Vos tâches:
**a.** Comment le passage sur la notion de temps définit-il la notion générale du mana ?
**b.** Recopiez à l'identique les enregistrements depuis la ligne qui contient « Where can the cumulus » jusqu'à la fin des enregistrements, bornes comprises. Laissez les images de côté.

----- Passage fourni

Les expressions dont nous venons de nous servir ne peuvent être satisfaisantes qu’à la condition de supposer que, en dehors de ce travail collectif qui donne au temps de la magie et de la religion sa valeur qualitative, les individus sont pourvus d’une notion de temps qu’ils ont abstraite chacun pour soi de leur conscience. Mais, parmi les expériences subjectives qui les ont instruits, il faut nécessairement compter celles qui se sont produites au milieu de la collectivité exaltée. On sait déjà avec quelle objectivité se dégage, par abstraction, de ces états d’exaltation, sous des formes semi-concrètes ou tout à fait concrètes et personnelles, la représentation subjective, la conscience du pouvoir magique. Tout ce qui, dans les mêmes conditions, est l’objet de la même attention intense se prête aux mêmes phénomènes d’abstraction et de généralisation ; on les voit se produire dans la série des associations sympathiques, mais à des degrés divers d’élaboration[1]. Pour ce qui est du temps, de même que, de la conscience d’efficacités particulières, a surgi la notion générale du mana, qui est l’ordre des efficacités, de même, de la perception aiguë des concomitances changeantes, s’est dégagée peut-être la notion générale du temps, qui est l’ordre des concomitances possibles. Les faits de conscience dont il s’agit sont objectivés, parce qu’ils se passent à la fois dans la conscience de plusieurs, qui ont con-

  1. H. Hubert et M. Mauss, La Magie, l. l., p. 61, sq.

----------
----- Entrées fournies

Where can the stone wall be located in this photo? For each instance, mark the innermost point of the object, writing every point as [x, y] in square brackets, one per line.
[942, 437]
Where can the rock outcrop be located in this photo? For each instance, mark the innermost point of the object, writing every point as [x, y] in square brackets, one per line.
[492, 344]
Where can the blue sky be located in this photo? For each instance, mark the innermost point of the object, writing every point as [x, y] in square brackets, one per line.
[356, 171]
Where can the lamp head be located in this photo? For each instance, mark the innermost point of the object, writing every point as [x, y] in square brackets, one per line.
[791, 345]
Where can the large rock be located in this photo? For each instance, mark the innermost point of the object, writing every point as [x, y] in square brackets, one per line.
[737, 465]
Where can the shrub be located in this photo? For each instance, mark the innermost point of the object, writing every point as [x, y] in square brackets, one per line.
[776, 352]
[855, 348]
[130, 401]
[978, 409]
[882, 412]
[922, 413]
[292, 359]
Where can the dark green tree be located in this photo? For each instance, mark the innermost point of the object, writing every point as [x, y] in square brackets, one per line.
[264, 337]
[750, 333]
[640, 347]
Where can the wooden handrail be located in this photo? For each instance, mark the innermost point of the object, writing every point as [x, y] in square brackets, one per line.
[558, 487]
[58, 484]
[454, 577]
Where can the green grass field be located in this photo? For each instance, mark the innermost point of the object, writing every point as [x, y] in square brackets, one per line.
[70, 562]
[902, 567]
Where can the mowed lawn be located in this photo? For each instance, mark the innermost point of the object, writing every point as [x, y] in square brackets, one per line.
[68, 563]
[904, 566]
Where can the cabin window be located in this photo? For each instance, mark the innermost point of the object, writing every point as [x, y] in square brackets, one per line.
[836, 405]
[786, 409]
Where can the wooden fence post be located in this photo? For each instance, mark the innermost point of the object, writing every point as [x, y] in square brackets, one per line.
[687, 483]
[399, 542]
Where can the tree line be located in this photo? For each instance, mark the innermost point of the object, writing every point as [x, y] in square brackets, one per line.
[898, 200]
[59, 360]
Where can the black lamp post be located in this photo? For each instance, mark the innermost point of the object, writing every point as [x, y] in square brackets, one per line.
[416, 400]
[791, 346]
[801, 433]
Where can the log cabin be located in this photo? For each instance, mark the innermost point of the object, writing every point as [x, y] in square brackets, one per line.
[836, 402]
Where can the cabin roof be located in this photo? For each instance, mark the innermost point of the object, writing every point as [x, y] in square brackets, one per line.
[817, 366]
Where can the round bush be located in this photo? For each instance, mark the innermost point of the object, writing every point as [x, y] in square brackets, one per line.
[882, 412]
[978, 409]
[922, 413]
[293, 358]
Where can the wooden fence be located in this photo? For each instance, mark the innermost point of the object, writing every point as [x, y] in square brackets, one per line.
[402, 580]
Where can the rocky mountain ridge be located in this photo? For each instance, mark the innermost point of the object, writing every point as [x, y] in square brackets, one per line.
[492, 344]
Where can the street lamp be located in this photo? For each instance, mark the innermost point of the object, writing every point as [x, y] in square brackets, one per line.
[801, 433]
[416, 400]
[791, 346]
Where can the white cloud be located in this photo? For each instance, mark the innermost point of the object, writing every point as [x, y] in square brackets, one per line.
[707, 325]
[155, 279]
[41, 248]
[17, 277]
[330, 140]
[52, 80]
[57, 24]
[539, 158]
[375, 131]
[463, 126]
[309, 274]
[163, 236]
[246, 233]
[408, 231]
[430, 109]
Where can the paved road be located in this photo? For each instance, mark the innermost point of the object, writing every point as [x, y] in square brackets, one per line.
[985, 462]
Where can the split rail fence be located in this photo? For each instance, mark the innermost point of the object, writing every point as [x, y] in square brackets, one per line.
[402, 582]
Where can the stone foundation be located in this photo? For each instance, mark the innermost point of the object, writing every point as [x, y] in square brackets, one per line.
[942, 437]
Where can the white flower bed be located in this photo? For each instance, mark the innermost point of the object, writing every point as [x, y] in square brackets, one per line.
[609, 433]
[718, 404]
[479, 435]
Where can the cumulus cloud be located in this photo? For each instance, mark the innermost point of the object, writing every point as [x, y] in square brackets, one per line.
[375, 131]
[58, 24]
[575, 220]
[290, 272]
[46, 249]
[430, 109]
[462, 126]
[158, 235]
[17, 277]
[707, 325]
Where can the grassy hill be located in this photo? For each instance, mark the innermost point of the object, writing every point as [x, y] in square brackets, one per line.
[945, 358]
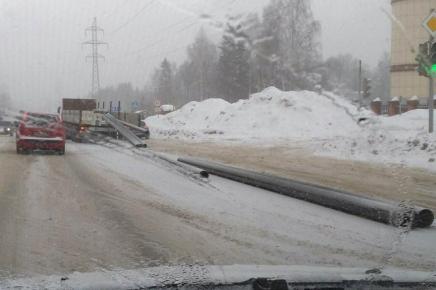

----------

Réponses données:
**a.** La notion générale du mana est l'ordre des efficacités.

**b.**
Where can the cumulus cloud be located in this photo? For each instance, mark the innermost point of the object, writing every point as [x, y] in square brackets, one per line.
[375, 131]
[58, 24]
[575, 220]
[290, 272]
[46, 249]
[430, 109]
[462, 126]
[158, 235]
[17, 277]
[707, 325]
Where can the grassy hill be located in this photo? For each instance, mark the innermost point of the object, writing every point as [x, y] in square brackets, one per line.
[945, 358]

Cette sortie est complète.